_Dataset records_

◇ ◇ ◇

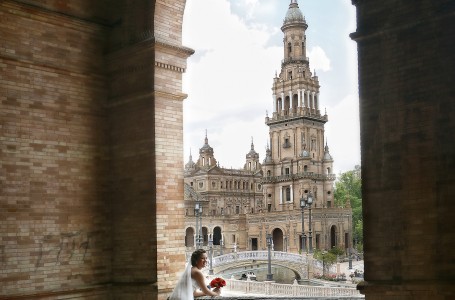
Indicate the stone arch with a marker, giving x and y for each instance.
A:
(333, 236)
(278, 239)
(217, 235)
(189, 237)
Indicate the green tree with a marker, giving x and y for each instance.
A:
(348, 188)
(328, 259)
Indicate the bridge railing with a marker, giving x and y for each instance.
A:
(290, 290)
(257, 255)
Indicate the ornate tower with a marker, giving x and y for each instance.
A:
(252, 160)
(297, 161)
(206, 158)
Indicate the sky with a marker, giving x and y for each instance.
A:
(238, 50)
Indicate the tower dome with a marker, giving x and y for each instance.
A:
(252, 154)
(294, 15)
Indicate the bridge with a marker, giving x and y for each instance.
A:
(294, 262)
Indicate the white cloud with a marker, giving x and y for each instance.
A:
(343, 134)
(318, 59)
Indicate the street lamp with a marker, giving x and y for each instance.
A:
(307, 202)
(302, 205)
(197, 213)
(310, 233)
(211, 255)
(269, 269)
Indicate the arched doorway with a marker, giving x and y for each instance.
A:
(333, 236)
(189, 237)
(217, 235)
(277, 236)
(205, 237)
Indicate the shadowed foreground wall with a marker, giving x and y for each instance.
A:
(91, 148)
(91, 176)
(406, 52)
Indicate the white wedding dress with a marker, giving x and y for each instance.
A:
(185, 286)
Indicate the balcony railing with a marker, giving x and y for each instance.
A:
(272, 290)
(288, 177)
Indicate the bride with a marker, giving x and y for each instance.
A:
(192, 283)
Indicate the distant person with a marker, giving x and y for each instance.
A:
(192, 282)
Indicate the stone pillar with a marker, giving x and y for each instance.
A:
(407, 119)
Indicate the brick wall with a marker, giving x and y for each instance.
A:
(53, 222)
(91, 148)
(406, 67)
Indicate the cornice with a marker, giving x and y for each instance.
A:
(161, 43)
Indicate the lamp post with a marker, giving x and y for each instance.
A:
(211, 255)
(197, 213)
(310, 234)
(307, 202)
(269, 268)
(349, 258)
(302, 205)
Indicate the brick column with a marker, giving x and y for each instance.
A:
(406, 67)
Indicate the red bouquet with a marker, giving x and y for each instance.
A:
(217, 282)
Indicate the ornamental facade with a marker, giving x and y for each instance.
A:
(240, 207)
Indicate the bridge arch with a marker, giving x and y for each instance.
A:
(294, 262)
(189, 237)
(333, 236)
(217, 235)
(278, 239)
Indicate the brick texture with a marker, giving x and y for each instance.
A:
(91, 137)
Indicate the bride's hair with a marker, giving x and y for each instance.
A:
(196, 255)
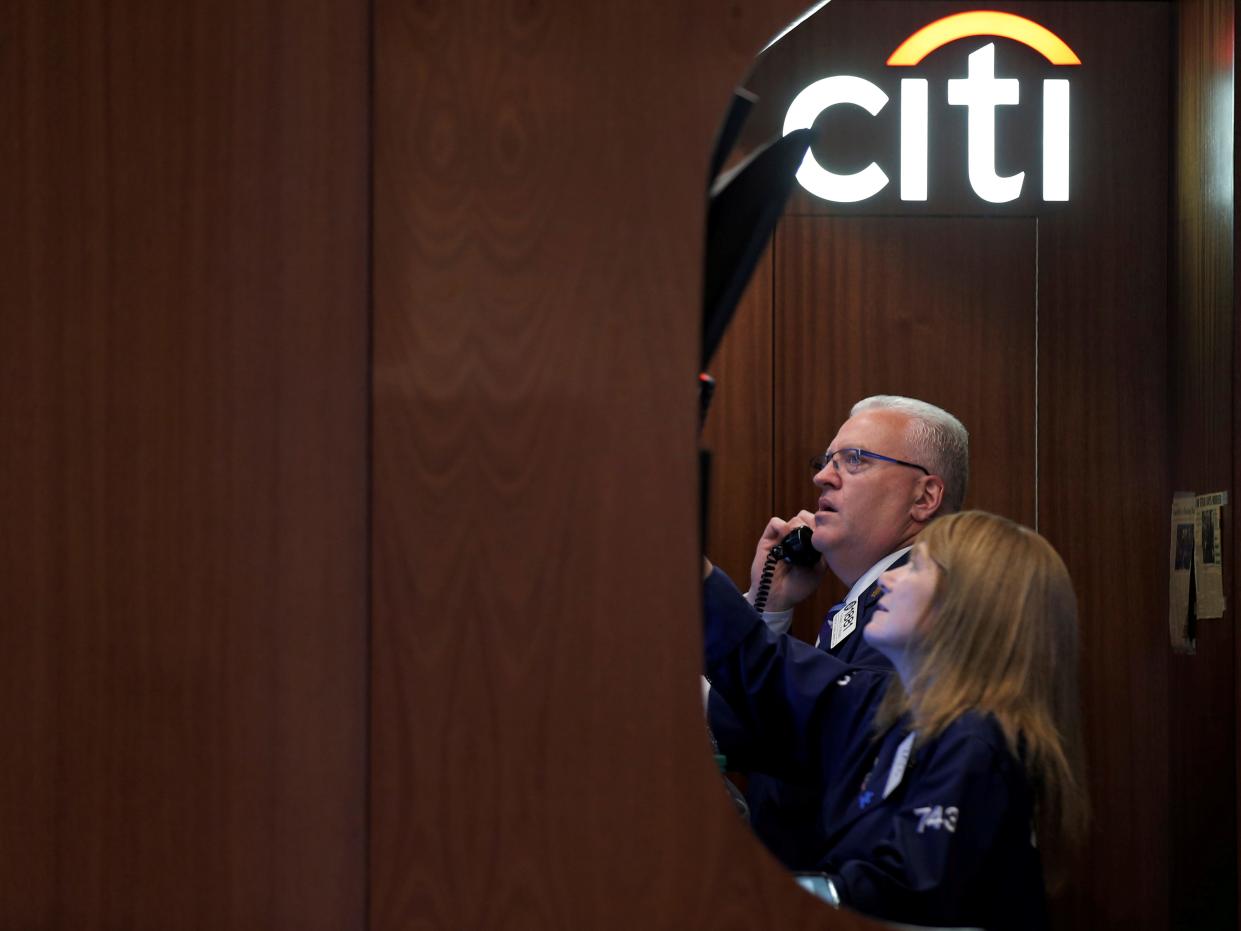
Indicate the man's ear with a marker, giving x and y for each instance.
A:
(928, 499)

◇ ◇ ◇

_What you are asked to do_
Scan the entries above for the line containing "Indicate the bridge arch", and copy it and all lines after it exactly, down to and including the line containing "Indicate the bride's".

_Task answer_
Indicate the bridge arch with a marker, giving x and y for each instance.
A:
(294, 262)
(189, 237)
(333, 236)
(217, 235)
(278, 239)
Indicate the brick texture with a marker, giving x and y for each instance.
A:
(91, 137)
Indicate the bride's hair with a marker, giving x and y for each instance.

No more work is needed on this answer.